### [Conjunto de tarefas]
1. Transcreva, da coluna sobre a culpa pelas crises, o trecho que vai de "Não importa se" até "comida. De quem é a culpa?", sem mudar nada.
2. Segundo a coluna sobre a culpa pelas crises, em quanto a economia brasileira encolheu em 2020?
3. Dê continuidade à coluna sobre a culpa pelas crises, partindo da última frase apresentada.

### [Texto fornecido]

João Gabriel de Lima: Cabe ao eleitor encontrar o culpado

Nos regimes presidencialistas, o mordomo costuma ser o próprio presidente.
Foto: Marcelo Camargo/Agência Brasil
Foto: Marcelo Camargo/Agência Brasil

Nos regimes presidencialistas, o mordomo costuma ser o próprio presidente

De quem é a culpa por nossas tragédias simultâneas – a da pandemia e a da economia? Na semana passada, o presidente Jair Bolsonaro acusou os governadores de mau uso de repasses federais. Os governadores responderam – em entrevistas, nas redes sociais e até num manifesto – afirmando que Bolsonaro mente. Segundo eles, o presidente, além de falsear números, atrapalha o combate à pandemia ao ignorar a ciência. “Será que os principais países do mundo, que adotaram o distanciamento e a vacinação como estratégia de combate ao vírus, estão errados – e o Brasil, com 260 mil vidas ceifadas, está certo?”, perguntou no Twitter o governador gaúcho Eduardo Leite

As duas tragédias se expressam em números eloquentes. Na quarta-feira, o Brasil contabilizou 74 mil novos casos de infecções pelo coronavírus, assumindo a triste liderança nessa estatística, à frente dos Estados Unidos. No mesmo dia soube-se que a economia encolheu 4,1% em 2020. Segundo cálculos de Claudio Considera, pesquisador da Fundação Getúlio Vargas e personagem do minipodcast da semana, a retração tira o Brasil do “top ten” da economia. Éramos o sétimo do mundo depois do ciclo social-democrata de Fernando Henrique e Lula. Com Dilma, caímos para o nono lugar. Sob Bolsonaro, passamos para décimo segundo. De quem é a culpa? 

Não importa se a crise é mundial. Os números doem na vida do eleitor. O Brasil hoje tem 32 milhões de desempregados, maior contingente dos últimos dez anos. E a inflação vem voltando aos poucos – o arroz subiu 74,1% e a carne, 22,8%, de acordo com dados do IPCA. O brasileiro está com medo de sair à rua e de perder o emprego, e falta dinheiro para comprar comida. De quem é a culpa? 

O jogo de empurra-empurra para livrar-se dela remete a um debate em curso na ciência política: o da responsabilização. Nas democracias, os cidadãos usam o voto para recompensar ou punir os governantes. Avalia-se principalmente o desempenho econômico – aquilo que sentimos no bolso. Mas o que acontece quando a responsabilidade é difusa?

### [Dados de entrada]
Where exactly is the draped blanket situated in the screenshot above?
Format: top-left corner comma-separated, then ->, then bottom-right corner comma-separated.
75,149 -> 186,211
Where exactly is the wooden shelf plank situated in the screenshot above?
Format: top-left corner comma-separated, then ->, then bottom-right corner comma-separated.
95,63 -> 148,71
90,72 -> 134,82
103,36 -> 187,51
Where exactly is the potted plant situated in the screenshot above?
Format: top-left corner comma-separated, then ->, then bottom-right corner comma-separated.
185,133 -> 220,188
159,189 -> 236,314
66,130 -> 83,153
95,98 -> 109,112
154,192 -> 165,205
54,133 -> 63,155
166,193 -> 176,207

### [Respostas por tarefa]
1.
Não importa se a crise é mundial. Os números doem na vida do eleitor. O Brasil hoje tem 32 milhões de desempregados, maior contingente dos últimos dez anos. E a inflação vem voltando aos poucos – o arroz subiu 74,1% e a carne, 22,8%, de acordo com dados do IPCA. O brasileiro está com medo de sair à rua e de perder o emprego, e falta dinheiro para comprar comida. De quem é a culpa?

2. Encolheu 4,1%.

3.
Pesquisas recentes mostraram que, durante a crise do euro, parte dos cidadãos da União Europeia relevou a responsabilidade de seus governantes, culpando os burocratas de Bruxelas. Em países semipresidencialistas, como França e Portugal, o crédito pelos sucessos e insucessos costuma se dividir entre Executivo e Legislativo. 

Em regimes presidencialistas, no entanto, o eleitor não costuma ter dúvidas. Estudos feitos nos Estados Unidos mostram que o presidente costuma ser responsabilizado pelo desempenho econômico, para o bem ou para o mal. No Brasil, é só olhar para o passado recente. Fernando Henrique e Lula foram recompensados com reeleições em períodos de crescimento. Collor e Dilma, que presidiram crises graves, enfrentaram ruas cheias e sofreram impeachments. 

Para Claudio Considera, o Brasil teria mais chance de voltar a crescer se adotasse as duas condutas-padrão no combate à pandemia: fechamento rigoroso por tempo limitado e vacinação em massa. Bolsonaro já zombou da vacina, e até hoje questiona o isolamento social. Se conseguir responsabilizar os governadores pela derrocada do País, será um caso de estudo em ciência política. Nas democracias, cabe ao eleitor o papel do detetive nos filmes policiais: encontrar o culpado. As evidências mostram que, nos regimes presidencialistas, o mordomo costuma ser o próprio presidente.